* _Set exercise_: Transcribe the material in full. Nothing should differ except that the pictures are left out.

[Excerpt from a dataset]
--*--
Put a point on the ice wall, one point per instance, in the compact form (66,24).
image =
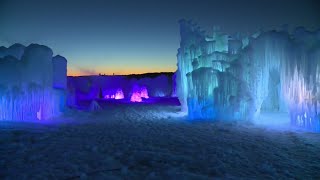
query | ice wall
(273,71)
(27,85)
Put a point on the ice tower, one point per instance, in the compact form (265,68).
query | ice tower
(235,78)
(32,83)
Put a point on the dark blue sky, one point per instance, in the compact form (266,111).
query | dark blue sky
(130,36)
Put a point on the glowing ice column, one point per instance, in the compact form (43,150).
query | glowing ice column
(119,94)
(144,93)
(136,94)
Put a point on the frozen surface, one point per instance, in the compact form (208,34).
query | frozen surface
(140,141)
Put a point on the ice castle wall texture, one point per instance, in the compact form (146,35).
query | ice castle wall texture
(235,78)
(32,83)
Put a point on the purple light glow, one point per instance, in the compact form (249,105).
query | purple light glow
(118,94)
(144,92)
(136,97)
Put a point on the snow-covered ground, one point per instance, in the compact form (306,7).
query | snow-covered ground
(130,141)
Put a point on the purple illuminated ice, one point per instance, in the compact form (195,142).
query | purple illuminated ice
(136,97)
(118,94)
(144,92)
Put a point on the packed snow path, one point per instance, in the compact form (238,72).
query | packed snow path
(153,142)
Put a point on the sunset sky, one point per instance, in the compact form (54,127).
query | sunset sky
(126,37)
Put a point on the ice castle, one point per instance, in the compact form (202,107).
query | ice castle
(224,77)
(33,83)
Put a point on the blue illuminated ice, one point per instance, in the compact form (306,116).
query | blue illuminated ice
(236,78)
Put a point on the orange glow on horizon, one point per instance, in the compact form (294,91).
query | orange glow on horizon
(76,72)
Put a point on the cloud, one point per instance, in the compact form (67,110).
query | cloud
(87,71)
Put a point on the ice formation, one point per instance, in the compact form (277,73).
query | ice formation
(235,78)
(88,87)
(32,83)
(94,106)
(136,94)
(114,94)
(144,92)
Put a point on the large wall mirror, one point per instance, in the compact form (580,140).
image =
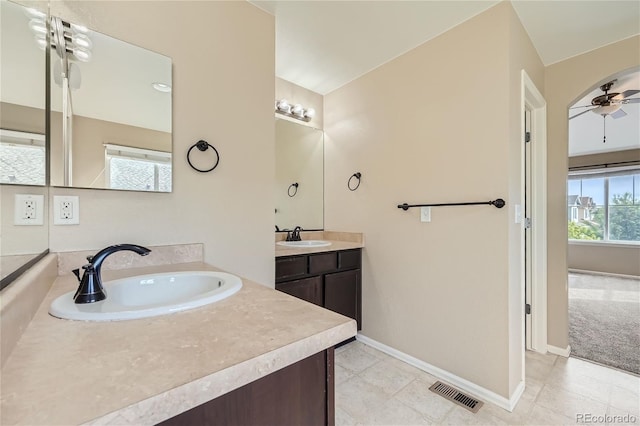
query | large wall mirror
(22,138)
(299,176)
(110,112)
(22,98)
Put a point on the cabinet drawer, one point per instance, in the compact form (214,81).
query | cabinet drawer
(325,262)
(288,267)
(349,259)
(309,289)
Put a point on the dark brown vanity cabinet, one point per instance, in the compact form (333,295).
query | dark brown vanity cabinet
(330,279)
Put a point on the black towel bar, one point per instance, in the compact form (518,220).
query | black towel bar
(498,203)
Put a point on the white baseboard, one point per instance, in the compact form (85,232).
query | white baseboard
(462,384)
(559,351)
(606,274)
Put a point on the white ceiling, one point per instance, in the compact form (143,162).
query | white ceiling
(587,130)
(322,45)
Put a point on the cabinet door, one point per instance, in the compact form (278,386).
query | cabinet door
(309,289)
(342,293)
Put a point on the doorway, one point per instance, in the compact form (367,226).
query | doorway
(533,178)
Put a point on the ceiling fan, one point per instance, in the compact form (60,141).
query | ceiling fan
(608,104)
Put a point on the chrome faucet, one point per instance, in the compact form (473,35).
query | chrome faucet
(90,289)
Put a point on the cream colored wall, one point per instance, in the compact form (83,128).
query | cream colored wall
(610,258)
(223,75)
(89,137)
(437,124)
(20,239)
(522,55)
(299,95)
(565,82)
(21,118)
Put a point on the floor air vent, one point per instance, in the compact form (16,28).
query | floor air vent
(455,396)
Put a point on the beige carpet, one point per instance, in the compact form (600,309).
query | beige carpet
(604,320)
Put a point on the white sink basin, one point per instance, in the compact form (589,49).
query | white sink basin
(305,243)
(145,296)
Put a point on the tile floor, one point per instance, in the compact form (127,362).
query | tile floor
(373,388)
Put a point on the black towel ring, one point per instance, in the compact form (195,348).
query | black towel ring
(295,189)
(356,175)
(203,145)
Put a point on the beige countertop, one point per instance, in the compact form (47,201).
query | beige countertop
(335,246)
(145,371)
(339,241)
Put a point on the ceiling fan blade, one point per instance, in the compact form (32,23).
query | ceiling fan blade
(582,106)
(618,114)
(579,114)
(625,94)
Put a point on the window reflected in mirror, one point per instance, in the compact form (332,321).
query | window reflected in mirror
(22,96)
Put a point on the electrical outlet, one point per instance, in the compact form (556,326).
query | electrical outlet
(66,210)
(425,214)
(29,209)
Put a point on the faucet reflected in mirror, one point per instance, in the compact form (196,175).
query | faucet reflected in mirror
(294,235)
(90,289)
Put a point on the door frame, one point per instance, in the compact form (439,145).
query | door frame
(532,99)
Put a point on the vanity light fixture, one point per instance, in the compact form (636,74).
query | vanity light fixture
(66,38)
(296,111)
(161,87)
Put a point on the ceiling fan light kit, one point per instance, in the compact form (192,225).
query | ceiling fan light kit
(608,104)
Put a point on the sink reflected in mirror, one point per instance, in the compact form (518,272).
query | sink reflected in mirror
(305,243)
(152,295)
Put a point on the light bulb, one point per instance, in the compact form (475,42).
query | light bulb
(310,113)
(297,110)
(284,106)
(606,109)
(41,42)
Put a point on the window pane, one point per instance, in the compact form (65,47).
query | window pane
(131,174)
(573,187)
(164,177)
(621,190)
(586,208)
(624,223)
(22,164)
(594,188)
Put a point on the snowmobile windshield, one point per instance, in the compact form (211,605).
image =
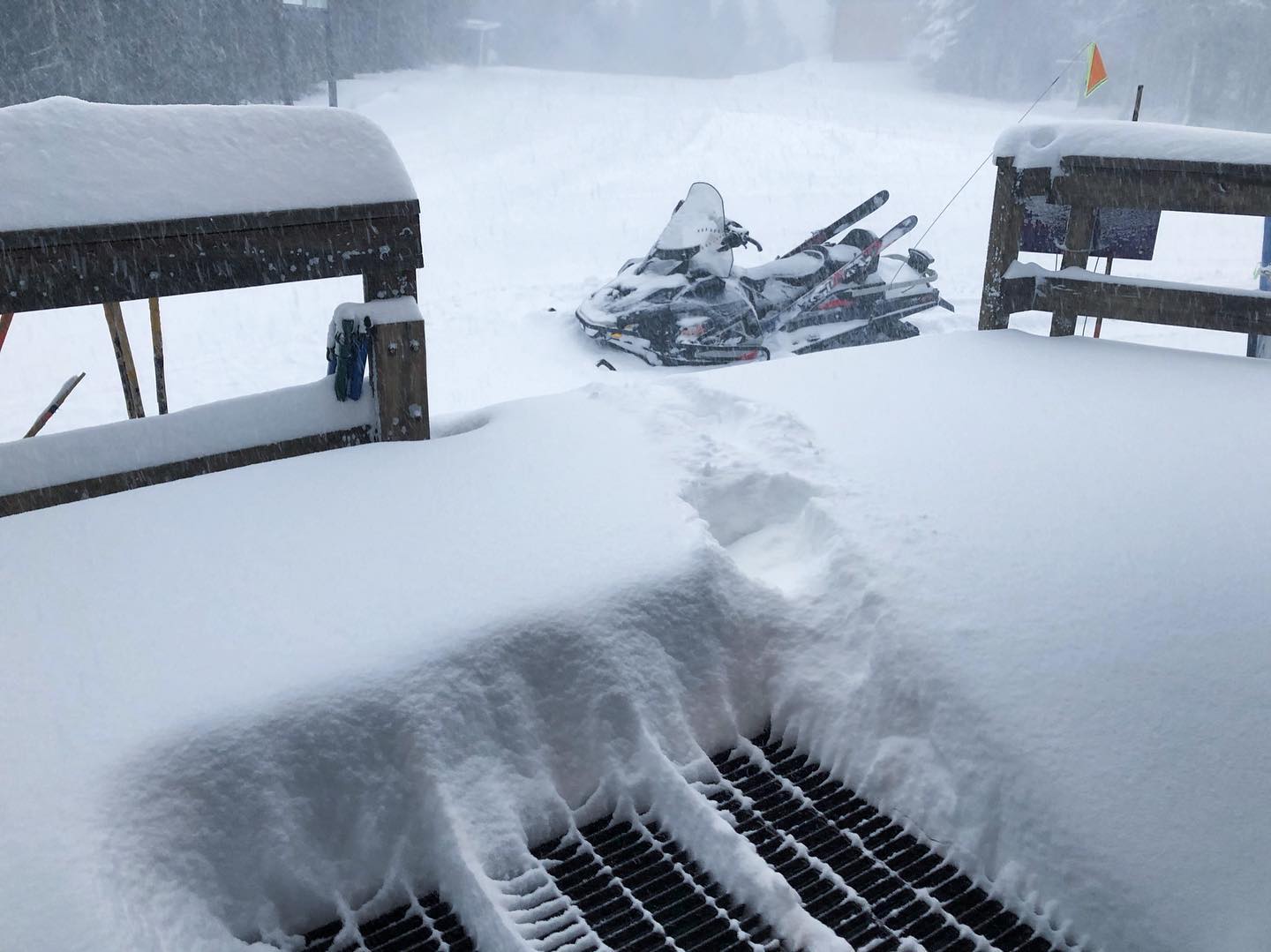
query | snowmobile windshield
(696,233)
--*--
* _Answer in full_:
Put a point on the ice wall, one point per instance, in the compact form (66,24).
image =
query | ice wall
(273,71)
(27,85)
Put a point on the ice tower, one point per instance, in the compact form (265,68).
query | ice tower
(235,78)
(32,83)
Put a point on the dark blue sky, one point per instance, in the compact form (266,111).
query | dark blue sky
(130,36)
Put a point on the glowing ice column, one point per instance, in the compact form (43,150).
query | glowing ice column
(119,94)
(144,93)
(136,94)
Put a point on the frozen surface, one point per instance, in the compact form (208,34).
query | frozen surface
(140,141)
Put a point on the ice castle wall texture, one point per instance, in the compact form (146,35).
query | ice castle wall texture
(235,78)
(32,83)
Put a point on the purple light glow, one point per instance, in the compact form (249,105).
query | purple light glow
(118,94)
(144,92)
(136,97)
Put a point on the snow-covered ground, one point per instance, in the compact form (306,7).
query | snow-covered ground
(130,141)
Put a point on the purple illuminated ice, one point per instance, in the compact form (195,142).
query | purple illuminated ice
(136,97)
(118,94)
(144,92)
Put a point on the packed snow path, one point per instance, in the compact form (238,72).
query | packed snow path
(153,142)
Put a point on the sunset sky, one point per instance, in the compact form (54,127).
query | sunset sky
(126,37)
Put a point on the ice castle, one point per instance, in the compact form (202,107).
query | ice castle
(224,77)
(33,83)
Put a point on the blue illuminated ice, one point per instance, in the compact form (306,116).
query | blue illuminated ice
(236,78)
Put a point on the orange glow on horizon, one point per instance, in the compact form (294,91).
query | orange glow on horizon
(76,72)
Put a point on the cloud, one point per instance, in the compact form (67,110).
query | cloud
(87,71)
Put a point on the ice formation, one point per instance, in the compact form (277,73).
query | ice formation
(235,78)
(88,87)
(32,83)
(94,106)
(136,94)
(114,94)
(144,92)
Put a point on the large wall mirror, one point per instance, in the compact form (580,140).
image =
query | large wall mirror
(22,138)
(299,176)
(110,112)
(22,98)
Put a point on the cabinet drawer, one point per instance, in the compact form (214,81).
query | cabinet drawer
(325,262)
(288,267)
(349,259)
(309,289)
Put a point on the dark brown vanity cabinet, one point per instance, in the compact form (333,295).
query | dark brown vanity cabinet
(330,279)
Put a point on the black towel bar, one point per instance, in the compact form (518,220).
query | black towel bar
(498,203)
Put a point on the white baseboard, one point per instance, in the compact form (85,232).
query | white baseboard
(462,384)
(559,351)
(606,274)
Put a point on the white ceiling, one point per instance, in the compact form (143,162).
query | white ceiling
(587,130)
(322,45)
Put a point on the cabinet door, one point per instance, in the compact form (278,386).
query | cabinet door
(309,289)
(342,293)
Put a point on the doorway, one point per instance, in the compact form (367,226).
query | doorway
(533,178)
Put a point on the ceiling fan, one point per instance, in the compact form (60,141).
query | ceiling fan
(608,104)
Put a point on the chrome faucet, one point per instance, in the compact form (473,35).
query | chrome faucet
(90,289)
Put a point on the cream colored wall, one point per instance, in the compact form (83,128).
query | cream colored wall
(610,258)
(223,75)
(89,137)
(437,124)
(20,239)
(522,55)
(299,95)
(565,82)
(21,118)
Put a point on the floor air vent, one point per instance, in the compact form (16,28).
query | floor air vent
(455,396)
Put a point on the beige carpet, one point per instance, in the compact form (600,309).
query | beige carpet
(604,320)
Put a point on the white sink basin, one point per instance, in the compact form (589,49).
query | white sink basin
(305,243)
(145,296)
Put a point on the tile floor, one point per instance, in the compact form (127,362).
query | tile floor
(373,388)
Put a point on the black towel ring, one point per instance, in the compact form (195,348).
query | black towel ring
(295,189)
(356,175)
(203,145)
Put a point on the beige countertop, one point per instance, in the compact form (47,201).
query | beige countertop
(335,246)
(145,371)
(339,241)
Put a point on the ceiling fan blade, one point per instance, in the compact form (32,23).
query | ceiling fan blade
(582,106)
(618,114)
(579,114)
(625,94)
Put a point on the window reflected in mirror, one point per instance, in the compact form (332,321).
query | window reflected in mirror
(22,96)
Put a point on the electrical outlet, one point per instance, in the compact form (556,326).
query | electrical outlet
(66,210)
(425,214)
(29,209)
Put a point on the faucet reflected in mirror, one point per instance, in the compact form (196,175).
query | faucet reflected in mirror
(294,235)
(90,289)
Put a point on the door frame, one point per instance, in the compact form (439,145).
query | door frame
(532,99)
Put a point on the vanity light fixture, one point per instance, in the compact form (636,74).
query | vanity light fixture
(66,38)
(296,111)
(161,87)
Put a point on the ceiling fan light kit, one point per instance, in the compact form (192,225).
query | ceiling fan light kit
(608,104)
Put a point on the sink reflected in mirror, one point per instance, in the compact form (518,272).
query | sink reflected in mirror
(305,243)
(152,295)
Put a point on the light bulb, one point per instance, in the compact form (475,42).
query | light bulb
(310,113)
(297,110)
(284,106)
(606,109)
(41,42)
Put a point on the window pane, one point per instance, in the compact form (65,47).
query | window pane
(131,174)
(573,187)
(164,177)
(621,190)
(586,208)
(624,223)
(22,164)
(594,188)
Put a point on the snowmobile windshield, one point per instance, in the compact form (211,605).
image =
query | snowmobile windshield
(696,233)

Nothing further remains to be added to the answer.